ASSIGNMENT:
Could you repeat the part of the listing that opens with the line containing "Each <instance> asks" and closes with the line containing "positive clicks: (868, 504)", switching "rough mask" to "coarse mask" wherever it occurs and leaving everything else unchanged?

INPUT FOR THIS TASK:

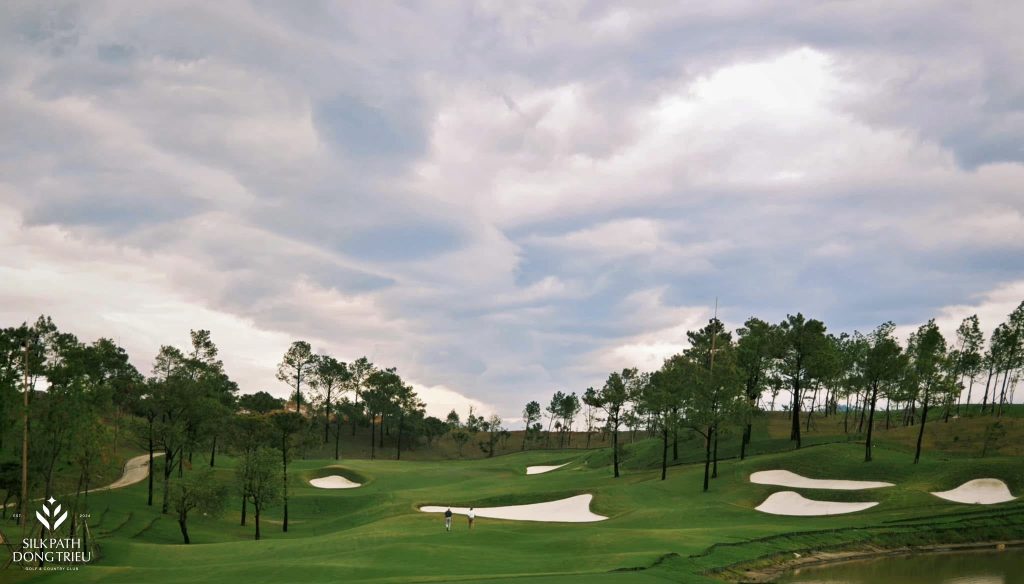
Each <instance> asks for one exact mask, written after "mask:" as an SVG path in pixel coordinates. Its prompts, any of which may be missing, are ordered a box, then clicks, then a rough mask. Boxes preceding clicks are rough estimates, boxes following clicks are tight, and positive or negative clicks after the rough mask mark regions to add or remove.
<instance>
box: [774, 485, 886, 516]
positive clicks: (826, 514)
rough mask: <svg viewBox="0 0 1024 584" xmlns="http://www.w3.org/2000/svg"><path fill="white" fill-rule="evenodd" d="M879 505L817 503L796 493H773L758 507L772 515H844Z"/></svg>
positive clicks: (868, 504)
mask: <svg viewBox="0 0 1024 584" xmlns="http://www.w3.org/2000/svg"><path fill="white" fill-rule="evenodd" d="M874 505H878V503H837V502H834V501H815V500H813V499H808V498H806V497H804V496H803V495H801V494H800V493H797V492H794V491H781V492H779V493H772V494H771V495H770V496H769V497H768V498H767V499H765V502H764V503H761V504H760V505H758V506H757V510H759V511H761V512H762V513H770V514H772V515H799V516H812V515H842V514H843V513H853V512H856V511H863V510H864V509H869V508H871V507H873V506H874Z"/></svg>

* * *

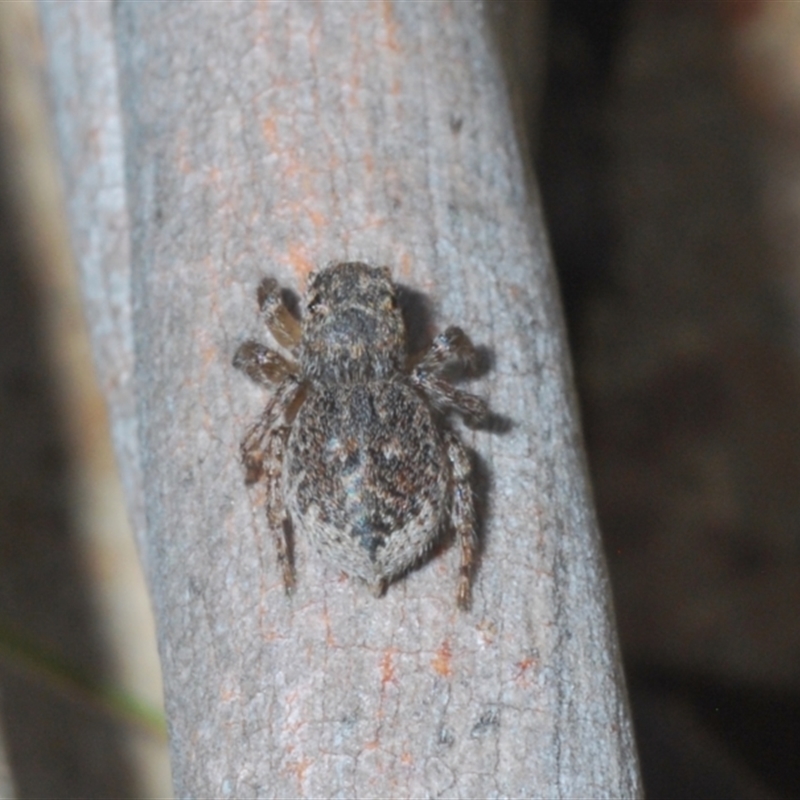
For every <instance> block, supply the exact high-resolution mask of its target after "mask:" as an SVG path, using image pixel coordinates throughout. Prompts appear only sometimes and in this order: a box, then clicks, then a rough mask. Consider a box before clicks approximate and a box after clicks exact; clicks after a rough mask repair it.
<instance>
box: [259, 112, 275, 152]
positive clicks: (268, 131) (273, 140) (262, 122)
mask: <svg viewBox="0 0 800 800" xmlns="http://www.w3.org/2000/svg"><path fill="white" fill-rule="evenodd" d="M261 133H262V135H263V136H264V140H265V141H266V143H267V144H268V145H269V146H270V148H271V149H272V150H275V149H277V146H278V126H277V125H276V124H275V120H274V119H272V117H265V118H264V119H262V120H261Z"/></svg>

* * *

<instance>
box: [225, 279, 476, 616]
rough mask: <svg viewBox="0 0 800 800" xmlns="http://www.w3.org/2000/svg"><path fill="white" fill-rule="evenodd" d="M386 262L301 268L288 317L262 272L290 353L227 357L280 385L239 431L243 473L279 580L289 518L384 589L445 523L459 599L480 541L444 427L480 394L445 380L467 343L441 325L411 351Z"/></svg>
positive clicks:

EXERCISE OUTPUT:
Each <instance> asks for one exact mask, written after "mask:" as an SVG path in pixel coordinates. Its prompts, any of which may be missing, are ordered a box, then clicks, then a coarse mask. Boxes preceding clicks are rough estimates, boxes following clicks are tight, and positive or negative clicks after the coarse mask mark regions to add or remove.
<instance>
box: [774, 485, 886, 516]
positive clicks: (826, 514)
coarse mask: <svg viewBox="0 0 1024 584" xmlns="http://www.w3.org/2000/svg"><path fill="white" fill-rule="evenodd" d="M879 505L817 503L796 493H773L758 507L772 515H844Z"/></svg>
positive clicks: (868, 504)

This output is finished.